Problem to work on. Scale the items from the start through the line that contains "[0,0,240,239]", inclusive, by repeating every line with the detect lines unchanged. Multiply each bounding-box coordinate by 2.25 and round it to a whole number, with halves rounded up.

Records from a data collection
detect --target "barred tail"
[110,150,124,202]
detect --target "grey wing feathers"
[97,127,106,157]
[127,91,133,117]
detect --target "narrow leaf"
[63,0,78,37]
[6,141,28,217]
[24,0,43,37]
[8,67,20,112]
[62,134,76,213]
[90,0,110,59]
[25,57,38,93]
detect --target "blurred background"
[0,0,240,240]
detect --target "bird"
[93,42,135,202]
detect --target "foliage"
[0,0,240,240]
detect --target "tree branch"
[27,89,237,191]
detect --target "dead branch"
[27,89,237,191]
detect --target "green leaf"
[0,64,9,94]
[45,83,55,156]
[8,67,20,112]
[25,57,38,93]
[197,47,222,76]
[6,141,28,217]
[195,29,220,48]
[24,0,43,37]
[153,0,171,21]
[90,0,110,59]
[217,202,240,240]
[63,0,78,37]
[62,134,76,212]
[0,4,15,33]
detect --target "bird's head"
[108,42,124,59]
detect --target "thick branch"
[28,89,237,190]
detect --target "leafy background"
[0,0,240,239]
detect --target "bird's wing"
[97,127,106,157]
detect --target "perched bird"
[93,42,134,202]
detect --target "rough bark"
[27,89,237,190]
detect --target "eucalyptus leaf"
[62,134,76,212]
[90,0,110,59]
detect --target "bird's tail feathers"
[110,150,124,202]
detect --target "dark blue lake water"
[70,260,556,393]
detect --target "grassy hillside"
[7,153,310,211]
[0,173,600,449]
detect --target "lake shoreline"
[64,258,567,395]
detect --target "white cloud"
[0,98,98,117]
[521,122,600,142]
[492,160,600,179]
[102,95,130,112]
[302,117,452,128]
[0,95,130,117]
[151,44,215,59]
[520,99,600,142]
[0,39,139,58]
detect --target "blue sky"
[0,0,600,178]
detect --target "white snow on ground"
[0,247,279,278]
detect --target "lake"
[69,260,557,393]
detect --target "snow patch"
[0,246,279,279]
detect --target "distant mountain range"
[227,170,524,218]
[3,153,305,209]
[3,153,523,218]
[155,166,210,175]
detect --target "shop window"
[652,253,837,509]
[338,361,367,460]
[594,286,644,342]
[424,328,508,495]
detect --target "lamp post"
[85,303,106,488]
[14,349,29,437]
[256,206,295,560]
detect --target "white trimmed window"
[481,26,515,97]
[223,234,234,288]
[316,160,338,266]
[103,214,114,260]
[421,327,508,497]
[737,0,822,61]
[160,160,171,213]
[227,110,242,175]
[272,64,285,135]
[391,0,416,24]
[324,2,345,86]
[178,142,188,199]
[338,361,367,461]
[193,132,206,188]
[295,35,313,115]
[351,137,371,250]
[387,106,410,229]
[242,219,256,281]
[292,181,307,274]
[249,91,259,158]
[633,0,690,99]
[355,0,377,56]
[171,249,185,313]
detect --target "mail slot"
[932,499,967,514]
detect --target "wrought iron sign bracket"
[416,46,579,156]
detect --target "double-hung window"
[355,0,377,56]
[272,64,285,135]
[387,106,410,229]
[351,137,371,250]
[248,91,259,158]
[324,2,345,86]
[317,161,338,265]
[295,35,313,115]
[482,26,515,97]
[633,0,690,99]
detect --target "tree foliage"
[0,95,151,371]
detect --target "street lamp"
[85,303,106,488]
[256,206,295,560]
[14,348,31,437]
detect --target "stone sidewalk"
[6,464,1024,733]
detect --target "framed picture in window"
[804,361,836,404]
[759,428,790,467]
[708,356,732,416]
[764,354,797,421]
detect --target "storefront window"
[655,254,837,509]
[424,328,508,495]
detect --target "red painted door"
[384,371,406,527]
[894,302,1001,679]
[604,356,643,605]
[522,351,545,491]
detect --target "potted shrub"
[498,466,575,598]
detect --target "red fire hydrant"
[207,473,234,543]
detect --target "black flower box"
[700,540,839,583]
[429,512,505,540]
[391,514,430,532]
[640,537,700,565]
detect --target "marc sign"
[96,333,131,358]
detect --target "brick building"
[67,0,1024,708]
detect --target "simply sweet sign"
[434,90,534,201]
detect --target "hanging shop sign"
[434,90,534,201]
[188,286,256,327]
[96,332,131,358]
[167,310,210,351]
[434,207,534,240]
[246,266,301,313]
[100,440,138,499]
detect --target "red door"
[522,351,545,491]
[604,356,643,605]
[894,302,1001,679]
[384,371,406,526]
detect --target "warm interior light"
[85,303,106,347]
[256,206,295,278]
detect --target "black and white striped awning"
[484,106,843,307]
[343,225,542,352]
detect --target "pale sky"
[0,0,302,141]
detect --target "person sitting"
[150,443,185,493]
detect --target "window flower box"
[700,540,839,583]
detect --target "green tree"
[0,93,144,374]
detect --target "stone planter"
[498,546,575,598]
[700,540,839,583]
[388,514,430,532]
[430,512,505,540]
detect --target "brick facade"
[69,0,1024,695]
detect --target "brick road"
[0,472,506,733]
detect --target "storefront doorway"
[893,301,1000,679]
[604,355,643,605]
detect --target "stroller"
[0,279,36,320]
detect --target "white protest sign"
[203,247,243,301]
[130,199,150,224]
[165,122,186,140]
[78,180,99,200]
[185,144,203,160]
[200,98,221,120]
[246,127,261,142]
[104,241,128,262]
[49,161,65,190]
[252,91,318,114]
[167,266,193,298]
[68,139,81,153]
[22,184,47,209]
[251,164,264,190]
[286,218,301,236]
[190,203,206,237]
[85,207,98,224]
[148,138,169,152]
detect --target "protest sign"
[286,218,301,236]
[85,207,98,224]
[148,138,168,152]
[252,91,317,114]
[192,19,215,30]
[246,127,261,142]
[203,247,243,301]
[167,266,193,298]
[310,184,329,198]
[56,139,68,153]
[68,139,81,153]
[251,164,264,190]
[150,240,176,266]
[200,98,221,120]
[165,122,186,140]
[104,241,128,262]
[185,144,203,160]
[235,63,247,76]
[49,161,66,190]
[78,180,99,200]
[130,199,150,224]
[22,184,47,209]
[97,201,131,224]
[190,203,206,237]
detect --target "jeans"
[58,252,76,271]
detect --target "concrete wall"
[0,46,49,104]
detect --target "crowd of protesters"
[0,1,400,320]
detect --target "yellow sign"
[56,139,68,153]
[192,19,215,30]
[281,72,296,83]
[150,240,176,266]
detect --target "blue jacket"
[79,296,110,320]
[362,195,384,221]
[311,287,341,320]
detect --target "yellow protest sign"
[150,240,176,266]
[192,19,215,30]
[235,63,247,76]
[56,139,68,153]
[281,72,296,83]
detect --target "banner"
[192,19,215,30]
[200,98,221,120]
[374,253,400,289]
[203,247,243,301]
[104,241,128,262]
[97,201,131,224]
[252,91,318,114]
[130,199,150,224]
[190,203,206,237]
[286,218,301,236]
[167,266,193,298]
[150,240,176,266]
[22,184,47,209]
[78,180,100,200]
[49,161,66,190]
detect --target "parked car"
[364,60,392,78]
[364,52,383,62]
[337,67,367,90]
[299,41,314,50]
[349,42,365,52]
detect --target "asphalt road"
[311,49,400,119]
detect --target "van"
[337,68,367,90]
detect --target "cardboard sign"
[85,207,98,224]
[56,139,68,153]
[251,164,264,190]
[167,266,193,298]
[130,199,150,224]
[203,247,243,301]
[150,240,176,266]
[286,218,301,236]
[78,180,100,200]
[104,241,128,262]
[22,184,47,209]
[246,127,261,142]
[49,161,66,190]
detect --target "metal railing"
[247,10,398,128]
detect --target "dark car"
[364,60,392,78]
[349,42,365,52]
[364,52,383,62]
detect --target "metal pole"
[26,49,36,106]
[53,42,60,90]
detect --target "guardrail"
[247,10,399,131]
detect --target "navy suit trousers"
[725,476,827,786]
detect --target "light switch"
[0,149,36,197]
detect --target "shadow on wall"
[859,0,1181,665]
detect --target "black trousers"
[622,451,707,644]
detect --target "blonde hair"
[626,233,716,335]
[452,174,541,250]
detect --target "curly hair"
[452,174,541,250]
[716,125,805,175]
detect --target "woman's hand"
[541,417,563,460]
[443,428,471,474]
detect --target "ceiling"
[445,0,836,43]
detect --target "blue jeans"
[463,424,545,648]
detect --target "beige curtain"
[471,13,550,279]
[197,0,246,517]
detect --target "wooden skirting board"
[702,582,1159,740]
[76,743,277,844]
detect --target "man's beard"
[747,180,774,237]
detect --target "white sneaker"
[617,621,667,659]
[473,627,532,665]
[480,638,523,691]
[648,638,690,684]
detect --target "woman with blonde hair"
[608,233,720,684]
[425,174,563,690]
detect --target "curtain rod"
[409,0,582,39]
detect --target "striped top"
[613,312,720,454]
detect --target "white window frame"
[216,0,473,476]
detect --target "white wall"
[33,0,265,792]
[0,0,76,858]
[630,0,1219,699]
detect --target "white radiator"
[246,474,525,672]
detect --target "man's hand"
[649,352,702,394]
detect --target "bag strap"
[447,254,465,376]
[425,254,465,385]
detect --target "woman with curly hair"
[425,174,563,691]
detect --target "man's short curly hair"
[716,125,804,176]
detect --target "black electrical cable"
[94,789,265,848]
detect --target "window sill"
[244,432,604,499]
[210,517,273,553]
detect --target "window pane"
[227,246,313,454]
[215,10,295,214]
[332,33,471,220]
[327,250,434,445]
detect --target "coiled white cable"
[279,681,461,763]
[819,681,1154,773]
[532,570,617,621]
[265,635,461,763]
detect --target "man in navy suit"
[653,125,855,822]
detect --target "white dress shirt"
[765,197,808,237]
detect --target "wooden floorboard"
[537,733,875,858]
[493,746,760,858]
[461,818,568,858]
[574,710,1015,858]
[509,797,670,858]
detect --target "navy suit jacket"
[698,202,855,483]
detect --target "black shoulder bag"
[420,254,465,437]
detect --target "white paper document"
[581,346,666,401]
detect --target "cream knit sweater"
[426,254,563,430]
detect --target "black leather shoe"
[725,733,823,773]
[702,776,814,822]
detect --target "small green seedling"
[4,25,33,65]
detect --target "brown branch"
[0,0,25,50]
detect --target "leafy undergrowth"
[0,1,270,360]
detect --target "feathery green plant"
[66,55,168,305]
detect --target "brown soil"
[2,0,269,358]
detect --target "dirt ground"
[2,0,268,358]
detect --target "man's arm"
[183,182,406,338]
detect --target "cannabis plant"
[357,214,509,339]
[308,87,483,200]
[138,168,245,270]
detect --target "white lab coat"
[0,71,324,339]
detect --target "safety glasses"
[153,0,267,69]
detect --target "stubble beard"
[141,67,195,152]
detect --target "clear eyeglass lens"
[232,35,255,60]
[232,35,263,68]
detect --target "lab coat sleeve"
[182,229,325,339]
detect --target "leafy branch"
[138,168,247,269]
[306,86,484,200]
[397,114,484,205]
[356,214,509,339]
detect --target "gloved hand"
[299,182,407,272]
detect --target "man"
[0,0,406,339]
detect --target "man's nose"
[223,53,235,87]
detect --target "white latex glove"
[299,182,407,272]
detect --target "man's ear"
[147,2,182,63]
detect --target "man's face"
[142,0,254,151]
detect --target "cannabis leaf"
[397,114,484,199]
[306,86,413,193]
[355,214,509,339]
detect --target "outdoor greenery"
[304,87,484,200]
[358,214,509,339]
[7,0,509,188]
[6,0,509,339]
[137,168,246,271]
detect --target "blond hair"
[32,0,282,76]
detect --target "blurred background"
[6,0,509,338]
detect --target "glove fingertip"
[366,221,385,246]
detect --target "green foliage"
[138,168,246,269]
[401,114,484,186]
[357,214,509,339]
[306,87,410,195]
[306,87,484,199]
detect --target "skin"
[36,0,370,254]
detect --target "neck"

Response for this exercise.
detect --target "barred tail"
[248,338,279,455]
detect --target "grey wing feathers"
[218,286,239,353]
[286,205,299,263]
detect --target "narrow leaf"
[142,0,176,83]
[14,317,63,488]
[54,0,97,83]
[18,151,45,252]
[140,302,171,479]
[203,0,248,133]
[56,128,86,209]
detect --target "blurred background"
[0,0,540,540]
detect --target "bird"
[209,95,304,455]
detect --target "foliage"
[0,0,540,540]
detect --target "tree branch"
[61,200,533,430]
detect --target "dead branch"
[61,200,533,430]
detect --target "green leaf"
[0,144,20,212]
[101,187,124,351]
[18,151,45,252]
[56,128,86,209]
[443,106,500,171]
[14,317,63,488]
[439,65,495,108]
[54,0,97,83]
[344,0,385,47]
[203,0,248,133]
[488,455,540,540]
[142,0,176,83]
[140,302,171,477]
[0,9,34,74]
detect --target "bird's head"
[243,95,279,133]
detect --target "thick branch"
[63,200,533,428]
detect --target "leafy background"
[0,0,540,538]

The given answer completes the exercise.